- _What to work on_: What you return must match the data below exactly, minus any pictures.

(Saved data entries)
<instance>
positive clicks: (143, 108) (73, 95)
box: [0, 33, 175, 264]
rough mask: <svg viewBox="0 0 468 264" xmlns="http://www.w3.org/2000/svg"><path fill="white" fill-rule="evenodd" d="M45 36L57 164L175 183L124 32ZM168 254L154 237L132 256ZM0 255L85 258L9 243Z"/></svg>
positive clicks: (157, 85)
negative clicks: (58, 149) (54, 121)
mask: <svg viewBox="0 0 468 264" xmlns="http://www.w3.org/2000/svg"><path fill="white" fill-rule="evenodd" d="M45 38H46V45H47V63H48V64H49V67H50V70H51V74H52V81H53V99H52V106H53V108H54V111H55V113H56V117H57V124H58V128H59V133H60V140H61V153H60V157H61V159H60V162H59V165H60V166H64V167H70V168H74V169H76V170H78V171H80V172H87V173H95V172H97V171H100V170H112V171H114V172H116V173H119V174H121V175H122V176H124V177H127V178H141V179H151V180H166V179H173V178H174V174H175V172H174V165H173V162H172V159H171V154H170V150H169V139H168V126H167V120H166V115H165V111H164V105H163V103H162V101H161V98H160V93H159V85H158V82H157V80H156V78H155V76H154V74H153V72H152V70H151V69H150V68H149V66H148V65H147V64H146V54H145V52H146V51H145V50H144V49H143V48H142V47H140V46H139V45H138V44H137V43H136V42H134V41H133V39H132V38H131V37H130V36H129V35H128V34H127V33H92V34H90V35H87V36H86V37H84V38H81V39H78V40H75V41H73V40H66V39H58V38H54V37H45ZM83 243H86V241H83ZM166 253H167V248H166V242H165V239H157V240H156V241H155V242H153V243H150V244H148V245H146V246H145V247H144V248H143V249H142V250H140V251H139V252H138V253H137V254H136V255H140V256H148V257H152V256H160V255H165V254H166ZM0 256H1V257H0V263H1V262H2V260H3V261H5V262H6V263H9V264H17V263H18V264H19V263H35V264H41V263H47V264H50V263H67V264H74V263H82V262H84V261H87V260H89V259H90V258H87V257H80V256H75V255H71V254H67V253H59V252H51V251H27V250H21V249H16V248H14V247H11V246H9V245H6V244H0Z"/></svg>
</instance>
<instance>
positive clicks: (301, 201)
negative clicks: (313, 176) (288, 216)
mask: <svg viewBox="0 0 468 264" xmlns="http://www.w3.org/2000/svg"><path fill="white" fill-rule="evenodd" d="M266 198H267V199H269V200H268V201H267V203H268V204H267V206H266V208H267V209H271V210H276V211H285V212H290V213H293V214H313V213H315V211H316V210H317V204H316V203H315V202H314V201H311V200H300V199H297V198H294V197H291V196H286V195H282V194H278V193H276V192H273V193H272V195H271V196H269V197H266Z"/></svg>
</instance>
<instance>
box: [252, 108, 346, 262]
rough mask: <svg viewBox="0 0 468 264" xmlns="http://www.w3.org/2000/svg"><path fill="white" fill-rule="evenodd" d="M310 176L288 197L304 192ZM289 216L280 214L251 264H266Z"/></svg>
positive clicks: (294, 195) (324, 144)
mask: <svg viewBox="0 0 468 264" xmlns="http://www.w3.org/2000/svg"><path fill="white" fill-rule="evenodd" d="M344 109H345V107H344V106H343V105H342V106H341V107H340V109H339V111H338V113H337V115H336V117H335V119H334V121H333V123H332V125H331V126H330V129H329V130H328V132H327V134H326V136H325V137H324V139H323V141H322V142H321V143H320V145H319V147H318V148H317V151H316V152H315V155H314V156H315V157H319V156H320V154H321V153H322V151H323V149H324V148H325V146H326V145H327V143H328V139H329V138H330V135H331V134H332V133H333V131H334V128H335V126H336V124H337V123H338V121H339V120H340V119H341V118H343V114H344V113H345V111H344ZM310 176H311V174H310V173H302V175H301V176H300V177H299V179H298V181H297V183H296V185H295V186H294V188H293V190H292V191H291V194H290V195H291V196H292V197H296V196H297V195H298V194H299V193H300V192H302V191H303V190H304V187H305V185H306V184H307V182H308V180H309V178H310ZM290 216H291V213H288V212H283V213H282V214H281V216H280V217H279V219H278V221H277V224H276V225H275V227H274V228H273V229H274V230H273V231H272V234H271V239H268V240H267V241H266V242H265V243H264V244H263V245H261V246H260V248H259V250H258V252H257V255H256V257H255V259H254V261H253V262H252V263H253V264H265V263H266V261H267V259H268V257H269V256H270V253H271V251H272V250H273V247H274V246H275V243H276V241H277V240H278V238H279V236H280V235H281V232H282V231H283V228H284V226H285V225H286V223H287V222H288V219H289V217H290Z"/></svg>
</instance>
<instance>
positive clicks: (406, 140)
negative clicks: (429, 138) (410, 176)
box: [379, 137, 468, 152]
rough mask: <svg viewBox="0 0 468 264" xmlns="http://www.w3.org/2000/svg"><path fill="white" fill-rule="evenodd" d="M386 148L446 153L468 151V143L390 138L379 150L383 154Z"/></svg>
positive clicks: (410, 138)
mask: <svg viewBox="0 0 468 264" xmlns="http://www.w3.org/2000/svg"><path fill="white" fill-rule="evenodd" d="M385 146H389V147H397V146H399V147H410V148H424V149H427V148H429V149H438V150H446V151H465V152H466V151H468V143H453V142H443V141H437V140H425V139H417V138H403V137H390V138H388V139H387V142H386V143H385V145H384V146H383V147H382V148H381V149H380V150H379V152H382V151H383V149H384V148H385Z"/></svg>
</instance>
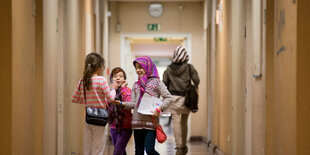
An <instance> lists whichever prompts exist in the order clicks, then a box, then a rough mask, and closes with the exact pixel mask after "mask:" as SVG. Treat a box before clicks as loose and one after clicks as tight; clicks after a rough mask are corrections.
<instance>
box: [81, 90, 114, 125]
mask: <svg viewBox="0 0 310 155" xmlns="http://www.w3.org/2000/svg"><path fill="white" fill-rule="evenodd" d="M83 90H84V99H85V103H86V104H87V102H86V92H85V89H84V88H83ZM85 121H86V123H88V124H92V125H98V126H105V125H106V124H107V123H108V122H109V111H108V109H105V108H95V107H86V117H85Z"/></svg>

- _Answer section_:
<instance>
positive clicks: (143, 108) (73, 95)
box: [0, 33, 175, 264]
rough mask: <svg viewBox="0 0 468 264" xmlns="http://www.w3.org/2000/svg"><path fill="white" fill-rule="evenodd" d="M45 36L57 164L175 183L124 32ZM168 254L154 237L132 256ZM0 255L85 258L9 243Z"/></svg>
positive clicks: (157, 85)
negative clicks: (58, 149) (54, 121)
mask: <svg viewBox="0 0 468 264" xmlns="http://www.w3.org/2000/svg"><path fill="white" fill-rule="evenodd" d="M45 38H46V45H47V63H48V64H49V67H50V70H51V74H52V81H53V99H52V106H53V108H54V111H55V113H56V117H57V124H58V128H59V133H60V140H61V153H60V157H61V159H60V162H59V165H60V166H64V167H70V168H74V169H76V170H78V171H80V172H87V173H95V172H97V171H100V170H112V171H114V172H116V173H119V174H121V175H122V176H124V177H127V178H141V179H151V180H166V179H173V178H174V174H175V172H174V165H173V162H172V159H171V154H170V150H169V139H168V126H167V120H166V115H165V111H164V105H163V103H162V101H161V98H160V93H159V85H158V82H157V80H156V78H155V76H154V74H153V72H152V70H151V69H150V68H149V66H148V65H147V64H146V54H145V52H146V51H145V50H144V49H143V48H142V47H140V46H139V45H138V44H137V43H136V42H134V41H133V39H132V38H131V37H130V36H129V35H128V34H127V33H92V34H90V35H87V36H86V37H84V38H81V39H78V40H75V41H73V40H66V39H58V38H54V37H45ZM83 243H86V241H83ZM166 253H167V248H166V242H165V239H157V240H156V241H155V242H153V243H150V244H148V245H146V246H145V247H144V248H143V249H142V250H140V251H139V252H138V253H137V254H136V255H140V256H148V257H152V256H160V255H165V254H166ZM0 256H1V257H0V263H1V262H2V260H3V261H5V262H6V263H9V264H17V263H18V264H19V263H35V264H41V263H47V264H50V263H67V264H74V263H82V262H84V261H87V260H89V259H90V258H87V257H80V256H75V255H71V254H67V253H59V252H51V251H27V250H21V249H16V248H14V247H11V246H9V245H6V244H0Z"/></svg>
</instance>
<instance>
positive clicks: (301, 201)
negative clicks: (313, 176) (288, 216)
mask: <svg viewBox="0 0 468 264" xmlns="http://www.w3.org/2000/svg"><path fill="white" fill-rule="evenodd" d="M266 198H267V199H269V200H268V201H267V203H268V204H267V206H266V208H267V209H271V210H276V211H285V212H290V213H293V214H313V213H315V211H316V210H317V204H316V203H315V202H314V201H311V200H300V199H297V198H294V197H291V196H286V195H282V194H278V193H276V192H273V193H272V195H271V196H269V197H266Z"/></svg>
</instance>
<instance>
box: [252, 108, 346, 262]
rough mask: <svg viewBox="0 0 468 264" xmlns="http://www.w3.org/2000/svg"><path fill="white" fill-rule="evenodd" d="M310 176L288 197L304 192ZM289 216L280 214L251 264H266Z"/></svg>
positive clicks: (294, 195) (324, 144)
mask: <svg viewBox="0 0 468 264" xmlns="http://www.w3.org/2000/svg"><path fill="white" fill-rule="evenodd" d="M344 109H345V107H344V106H343V105H342V106H341V107H340V109H339V111H338V113H337V115H336V117H335V119H334V121H333V123H332V125H331V126H330V129H329V130H328V132H327V134H326V136H325V137H324V139H323V141H322V142H321V143H320V145H319V147H318V148H317V151H316V152H315V155H314V156H315V157H319V156H320V154H321V153H322V151H323V149H324V148H325V146H326V145H327V143H328V139H329V138H330V135H331V134H332V133H333V131H334V128H335V126H336V124H337V123H338V121H339V120H340V119H341V118H343V114H344V113H345V111H344ZM310 176H311V174H310V173H302V175H301V176H300V177H299V179H298V181H297V183H296V185H295V186H294V188H293V190H292V191H291V194H290V195H291V196H292V197H296V196H297V195H298V194H299V193H300V192H302V191H303V190H304V187H305V185H306V184H307V182H308V180H309V178H310ZM290 216H291V213H288V212H283V213H282V214H281V216H280V217H279V219H278V221H277V224H276V225H275V227H274V228H273V229H274V230H273V231H272V234H271V239H268V240H267V241H266V242H265V243H264V244H263V245H261V246H260V248H259V250H258V252H257V255H256V257H255V259H254V261H253V262H252V263H253V264H265V263H266V261H267V259H268V257H269V256H270V253H271V251H272V250H273V247H274V246H275V243H276V241H277V240H278V238H279V236H280V235H281V232H282V231H283V228H284V226H285V225H286V223H287V222H288V219H289V217H290Z"/></svg>
</instance>
<instance>
positive clicks: (406, 140)
negative clicks: (429, 138) (410, 176)
box: [379, 137, 468, 152]
rough mask: <svg viewBox="0 0 468 264" xmlns="http://www.w3.org/2000/svg"><path fill="white" fill-rule="evenodd" d="M386 148L446 153L468 151V143L390 138L379 150L383 154Z"/></svg>
positive clicks: (410, 138)
mask: <svg viewBox="0 0 468 264" xmlns="http://www.w3.org/2000/svg"><path fill="white" fill-rule="evenodd" d="M385 146H389V147H397V146H399V147H410V148H424V149H427V148H429V149H438V150H446V151H465V152H466V151H468V143H453V142H443V141H437V140H425V139H417V138H403V137H390V138H388V139H387V142H386V143H385V145H384V146H383V147H382V148H381V149H380V150H379V152H382V151H383V149H384V148H385Z"/></svg>
</instance>
An <instance> lists whichever prompts exist in the order clicks, then a box, then a rough mask, and closes with the exact pixel mask after "mask:" as SVG. Treat a box before clicks as loose and one after clicks as tight; clicks after a rough mask are corrections.
<instance>
box: [81, 90, 114, 125]
mask: <svg viewBox="0 0 310 155" xmlns="http://www.w3.org/2000/svg"><path fill="white" fill-rule="evenodd" d="M83 90H84V99H85V103H86V104H87V102H86V92H85V89H84V88H83ZM85 121H86V123H88V124H92V125H98V126H105V125H106V124H107V123H108V122H109V111H108V109H105V108H95V107H86V117H85Z"/></svg>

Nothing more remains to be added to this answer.